*LISTED RECORDS*:
===============

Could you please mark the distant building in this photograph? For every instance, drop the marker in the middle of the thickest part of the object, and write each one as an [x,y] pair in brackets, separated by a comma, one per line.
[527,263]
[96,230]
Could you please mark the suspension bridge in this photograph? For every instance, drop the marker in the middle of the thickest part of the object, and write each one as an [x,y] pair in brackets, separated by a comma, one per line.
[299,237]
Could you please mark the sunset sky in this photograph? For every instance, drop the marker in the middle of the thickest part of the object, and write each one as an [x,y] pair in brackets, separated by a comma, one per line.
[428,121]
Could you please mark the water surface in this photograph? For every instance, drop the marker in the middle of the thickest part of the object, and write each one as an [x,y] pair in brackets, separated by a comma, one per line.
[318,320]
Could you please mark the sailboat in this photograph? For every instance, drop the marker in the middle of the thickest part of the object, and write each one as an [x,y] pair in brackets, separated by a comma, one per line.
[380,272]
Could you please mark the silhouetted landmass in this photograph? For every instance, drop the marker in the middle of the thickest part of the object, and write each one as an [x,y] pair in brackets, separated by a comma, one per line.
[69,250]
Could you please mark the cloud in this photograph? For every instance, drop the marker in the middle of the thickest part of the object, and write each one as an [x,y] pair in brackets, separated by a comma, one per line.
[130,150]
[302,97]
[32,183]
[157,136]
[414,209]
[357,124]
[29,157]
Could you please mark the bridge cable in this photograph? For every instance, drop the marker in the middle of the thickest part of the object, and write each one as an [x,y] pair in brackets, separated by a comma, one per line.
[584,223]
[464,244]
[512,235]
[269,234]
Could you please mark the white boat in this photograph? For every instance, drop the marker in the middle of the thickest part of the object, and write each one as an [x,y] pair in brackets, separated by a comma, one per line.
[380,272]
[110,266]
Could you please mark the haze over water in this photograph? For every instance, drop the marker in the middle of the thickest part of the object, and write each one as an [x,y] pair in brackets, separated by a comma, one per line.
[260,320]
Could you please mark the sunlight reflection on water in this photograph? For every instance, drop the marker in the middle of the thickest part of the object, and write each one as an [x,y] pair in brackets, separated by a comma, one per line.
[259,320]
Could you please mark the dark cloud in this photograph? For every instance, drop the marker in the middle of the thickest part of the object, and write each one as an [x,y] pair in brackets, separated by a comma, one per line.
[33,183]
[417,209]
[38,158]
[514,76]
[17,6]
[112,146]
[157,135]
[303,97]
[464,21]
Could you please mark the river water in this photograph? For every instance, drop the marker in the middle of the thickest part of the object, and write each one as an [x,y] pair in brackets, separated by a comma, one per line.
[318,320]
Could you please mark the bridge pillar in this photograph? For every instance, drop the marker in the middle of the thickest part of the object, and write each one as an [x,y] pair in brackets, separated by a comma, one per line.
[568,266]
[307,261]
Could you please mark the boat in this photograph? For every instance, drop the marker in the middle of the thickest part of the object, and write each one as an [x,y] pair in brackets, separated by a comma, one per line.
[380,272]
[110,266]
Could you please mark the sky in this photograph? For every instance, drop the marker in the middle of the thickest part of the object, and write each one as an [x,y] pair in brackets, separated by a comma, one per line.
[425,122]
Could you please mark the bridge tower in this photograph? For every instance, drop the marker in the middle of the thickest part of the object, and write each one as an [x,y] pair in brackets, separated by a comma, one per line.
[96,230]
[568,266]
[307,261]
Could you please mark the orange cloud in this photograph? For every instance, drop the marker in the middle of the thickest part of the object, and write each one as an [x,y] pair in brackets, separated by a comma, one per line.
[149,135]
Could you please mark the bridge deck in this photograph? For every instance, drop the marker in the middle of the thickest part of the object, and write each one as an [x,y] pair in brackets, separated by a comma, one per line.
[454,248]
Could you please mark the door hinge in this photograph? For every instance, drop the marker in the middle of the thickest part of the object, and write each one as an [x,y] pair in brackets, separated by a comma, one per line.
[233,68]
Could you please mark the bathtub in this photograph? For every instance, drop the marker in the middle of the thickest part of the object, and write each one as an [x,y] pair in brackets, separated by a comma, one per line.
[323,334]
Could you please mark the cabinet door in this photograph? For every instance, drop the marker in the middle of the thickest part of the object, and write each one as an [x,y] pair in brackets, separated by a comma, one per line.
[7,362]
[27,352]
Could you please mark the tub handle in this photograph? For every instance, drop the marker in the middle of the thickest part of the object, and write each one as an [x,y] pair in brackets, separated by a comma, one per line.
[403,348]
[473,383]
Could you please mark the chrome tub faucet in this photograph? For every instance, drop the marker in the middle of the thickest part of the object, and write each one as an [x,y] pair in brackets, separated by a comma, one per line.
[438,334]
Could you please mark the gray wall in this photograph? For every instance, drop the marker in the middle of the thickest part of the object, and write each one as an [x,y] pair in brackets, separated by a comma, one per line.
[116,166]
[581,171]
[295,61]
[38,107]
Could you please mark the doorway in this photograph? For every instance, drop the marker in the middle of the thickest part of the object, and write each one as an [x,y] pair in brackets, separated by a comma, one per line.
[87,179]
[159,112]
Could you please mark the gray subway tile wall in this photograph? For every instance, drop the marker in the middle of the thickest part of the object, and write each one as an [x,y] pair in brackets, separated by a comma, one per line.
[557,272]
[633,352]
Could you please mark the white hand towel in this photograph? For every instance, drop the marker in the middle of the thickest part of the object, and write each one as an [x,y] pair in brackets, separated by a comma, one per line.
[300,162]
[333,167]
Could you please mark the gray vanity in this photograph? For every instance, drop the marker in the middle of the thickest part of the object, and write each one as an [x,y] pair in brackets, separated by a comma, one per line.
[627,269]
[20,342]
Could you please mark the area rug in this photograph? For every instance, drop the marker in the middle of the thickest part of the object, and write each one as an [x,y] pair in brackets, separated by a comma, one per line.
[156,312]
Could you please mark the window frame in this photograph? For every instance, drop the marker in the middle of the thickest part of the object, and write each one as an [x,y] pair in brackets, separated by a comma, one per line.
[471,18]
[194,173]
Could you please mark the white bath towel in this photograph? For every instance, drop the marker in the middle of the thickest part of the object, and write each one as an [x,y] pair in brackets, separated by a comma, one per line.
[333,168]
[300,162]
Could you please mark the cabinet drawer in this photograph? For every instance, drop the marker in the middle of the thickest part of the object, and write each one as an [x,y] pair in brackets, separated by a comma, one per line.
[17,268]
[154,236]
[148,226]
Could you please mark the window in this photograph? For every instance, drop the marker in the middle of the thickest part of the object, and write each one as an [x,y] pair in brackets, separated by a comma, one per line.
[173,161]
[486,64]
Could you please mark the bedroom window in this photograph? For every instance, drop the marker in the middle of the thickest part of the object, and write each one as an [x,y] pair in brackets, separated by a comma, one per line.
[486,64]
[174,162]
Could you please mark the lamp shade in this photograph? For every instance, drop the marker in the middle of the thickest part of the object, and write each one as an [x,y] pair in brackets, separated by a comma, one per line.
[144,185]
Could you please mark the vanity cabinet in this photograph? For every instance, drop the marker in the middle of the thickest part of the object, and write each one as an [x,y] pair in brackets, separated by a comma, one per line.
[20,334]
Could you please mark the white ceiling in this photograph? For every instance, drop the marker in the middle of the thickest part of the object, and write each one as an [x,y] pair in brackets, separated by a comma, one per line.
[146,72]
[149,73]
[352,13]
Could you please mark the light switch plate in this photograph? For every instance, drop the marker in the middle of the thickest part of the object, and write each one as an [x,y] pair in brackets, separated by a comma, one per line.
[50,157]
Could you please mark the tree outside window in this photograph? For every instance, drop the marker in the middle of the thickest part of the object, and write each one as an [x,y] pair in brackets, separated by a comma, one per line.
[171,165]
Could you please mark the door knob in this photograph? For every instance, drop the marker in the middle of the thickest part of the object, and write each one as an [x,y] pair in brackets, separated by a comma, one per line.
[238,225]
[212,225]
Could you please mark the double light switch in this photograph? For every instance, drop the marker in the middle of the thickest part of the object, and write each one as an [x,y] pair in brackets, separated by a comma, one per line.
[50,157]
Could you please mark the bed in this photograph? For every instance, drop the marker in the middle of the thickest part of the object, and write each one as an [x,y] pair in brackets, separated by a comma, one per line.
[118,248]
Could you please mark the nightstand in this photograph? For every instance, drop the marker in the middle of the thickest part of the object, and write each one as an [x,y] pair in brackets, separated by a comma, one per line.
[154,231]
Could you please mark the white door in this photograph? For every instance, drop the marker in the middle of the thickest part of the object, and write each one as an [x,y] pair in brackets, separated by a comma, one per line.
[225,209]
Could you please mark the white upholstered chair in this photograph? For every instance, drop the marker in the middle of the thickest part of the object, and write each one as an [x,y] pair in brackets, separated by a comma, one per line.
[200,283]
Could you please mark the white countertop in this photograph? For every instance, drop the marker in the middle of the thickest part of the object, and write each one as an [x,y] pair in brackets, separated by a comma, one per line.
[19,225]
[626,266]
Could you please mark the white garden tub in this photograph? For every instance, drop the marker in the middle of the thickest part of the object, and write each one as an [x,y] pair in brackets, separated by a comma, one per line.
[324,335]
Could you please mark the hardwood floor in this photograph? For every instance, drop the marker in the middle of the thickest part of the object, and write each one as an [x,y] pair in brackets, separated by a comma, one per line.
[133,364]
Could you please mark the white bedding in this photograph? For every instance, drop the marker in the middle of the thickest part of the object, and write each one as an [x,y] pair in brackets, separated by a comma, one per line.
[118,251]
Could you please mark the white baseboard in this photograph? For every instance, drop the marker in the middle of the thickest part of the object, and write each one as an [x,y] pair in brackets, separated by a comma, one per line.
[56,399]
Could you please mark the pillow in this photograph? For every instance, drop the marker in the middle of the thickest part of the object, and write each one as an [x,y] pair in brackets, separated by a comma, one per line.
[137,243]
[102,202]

===============

*WRITTEN PROBLEM*:
Quote verbatim the line containing "Could you please mark the white upholstered" and every line after it through the end of the records above.

*COMPLETE ANSWER*:
Could you please mark the white upholstered chair in this photograph? For every instance, drop the marker in the middle of the thickest part of the object, and write each one as an [x,y] pair in brackets, separated by a comma, one per line.
[200,283]
Could you please mark the white countertop in this photograph? For every instance, drop the marker in the middle of the thickest part of the object, and write each one as an [x,y] pair in brackets, separated by a comma, one per line.
[19,225]
[626,266]
Could you please mark the white garden tub in this photograph? For every instance, drop the marker in the middle of the thickest part of the object, and write each one as an [x,y] pair in brackets, separated by a comma, one per line.
[324,335]
Could you please mark the hardwood floor in this photograph? For every instance, drop the marker in the middle of the thickest part of the object, and write each one as an [x,y] pair in brackets, separated by a comma, one per line.
[133,364]
Could you please mark the white bedding in this photograph? For every instance, drop the marker in the middle of the thickest part of the object, and write each one as an [x,y] pair in brackets, separated by a comma, one per line.
[118,251]
Could you please mark the white baseboard in this photograph? For every instance, drop the marker in the middle of the thickest part of the object, and write each one as an [x,y] pair in brackets, separated by a comma, one per line.
[56,399]
Could you please mark the pillow in this photograph? For every instance, drop the marker in the middle of the thickest part of the object, and write each one as an [x,y] pair in brackets, separated by a comma, one per line.
[137,243]
[102,202]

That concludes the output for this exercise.